• **What you need to do**
According to the football preview below, how many sacks did the Eagles record last season, and where did that rank nationally?

• **Source passage**
= Beginning of Section =

The Eagles, however, could use some more help from their pass rush after ranking 114th nationally with only 11 sacks all of last season. Perhaps soph DE Brian Mihalik, a bit undersized at 233 lbs. but with a good burst from the edge, can emerge as the sort of pocket-collapser Spaziani needs.

There are also concerns in the secondary, where depth was so minimal in the winter game that injuries forced a backup kicker and fifth-string QB to take the field at the safety spots for several snaps. Three new soph starters are projected at the top of the depth charts in the defensive backfield, with sr. SS Jim Noel the only returning starter in the mix.

Spaziani will not have much time to get everything in working order this fall, as the schedule opens with a revenge-minded Miami team (which BC upset in the finale last November) out of the chute. By mid-October, Spaziani will have already faced the Canes and ACC defending champ Clemson, both at Chestnut Hill, but will have been on the road at Northwestern, Florida State, and Georgia Tech, all games in which the Eagles are likely to be underdogs. The season also closes with a three-week meatgrinder of Notre Dame, Virginia Tech, and NC State, the latter always playing its best football down the stretch for former BC coach Tom O’Brien. Only lower-division Maine, on September 8, looks to be a gimme.

Despite the recent downturn, Spaziani’s teams have continued to excel in the underdog role, covering 9 of their last 11 vs. the number when receiving points. Conversely, Alumni Stadium has proven no help vs. the number the past two seasons, as BC is a poor 3-10 against the line as host that span.

Summary...Spaziani’s future at BC could be a developing storyline as the season progresses. As mentioned above, the schedule features few breathers, and whatever improvements new o.c. Doug Martin can make with the strike force, they had better manifest early in the season. Without significant offensive upgrades (including noticeable improvement from jr. QB Chase Rettig), and with the “D” now minus the do-everything Kuechly, the sort of breakthrough Spaziani needs to save his job could prove very elusive. We think odds are less than even-money that Spaziani survives beyond this season...but we’re glad it will have to be DeFilippo, and not us, if someone has to tell the intimidating Frank that it might be time for a coaching change. Whatever...the clock is ticking in Chestnut Hill.

= End of Section =

• **Given material**

= Beginning of Section =

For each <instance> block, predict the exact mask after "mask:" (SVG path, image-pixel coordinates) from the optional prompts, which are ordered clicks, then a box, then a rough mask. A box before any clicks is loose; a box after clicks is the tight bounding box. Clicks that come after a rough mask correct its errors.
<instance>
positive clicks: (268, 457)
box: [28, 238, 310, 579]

= End of Section =

• **Your solution**
The Eagles had only 11 sacks, which ranked 114th nationally.